**Job 1:** Show every line of the records below that contains the word "table".

- procmail recipe question
- Posted by Richard Kimber on January 28th, 2004
How do I formulate a procmail test for a non-existent
Subject: and/or an empty email body?
in an email
Thanks,
- Richard.
- Posted by Ed Murphy on January 28th, 2004
On Wed, 28 Jan 2004 21:03:06 +0000, Richard Kimber wrote:
:0
* ^Subject: *$
:0 B
* ![^ ]
or
:0 B
* ![A-Za-z]
I think these will work, but I haven't tested them. In particular, I
don't know whether the body tests will hold up against attachments; the
following set should match any message with a non-text attachment:
:0 B
* ^Content-Type: [^t]
:0 B
* ^Content-Type: t[^e]
:0 B
* ^Content-Type: te[^x]
:0 B
* ^Content-Type: tex[^t]
International users may want to consider the A-Za-z part in more
detail. It may not be a substantive issue, though.
- Posted by Richard Kimber on January 29th, 2004
On Wed, 28 Jan 2004 21:22:31 +0000, Ed Murphy wrote:
Thanks for replying. Maybe I didn't explain properly. I don't just mean
a blank subject but a missing line that starts Subject:
I assume the recipe given will match with
Subject:
- Richard.

**Extracted material:**
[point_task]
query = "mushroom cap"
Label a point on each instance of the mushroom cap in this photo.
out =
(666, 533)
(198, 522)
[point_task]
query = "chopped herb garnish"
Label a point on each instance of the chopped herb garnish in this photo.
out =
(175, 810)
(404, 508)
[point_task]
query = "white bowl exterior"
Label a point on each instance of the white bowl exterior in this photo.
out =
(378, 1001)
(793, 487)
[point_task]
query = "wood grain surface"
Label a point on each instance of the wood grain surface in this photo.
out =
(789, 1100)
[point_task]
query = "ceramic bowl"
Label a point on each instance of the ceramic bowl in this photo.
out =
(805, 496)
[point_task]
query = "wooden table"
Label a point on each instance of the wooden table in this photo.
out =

**Job 2:**
Answer these questions about the procmail thread above:
(a) On what date did Ed Murphy post his reply?
(b) What does Ed Murphy say about whether he tested the recipes he offered?
(c) In his follow-up, what does Richard Kimber say he means beyond a blank subject?

**Task response 1:**
query = "wooden table"
Label a point on each instance of the wooden table in this photo.

**Task response 2:**
(a) January 28th, 2004.
(b) He says he hasn't tested them.
(c) A missing line that starts with "Subject:".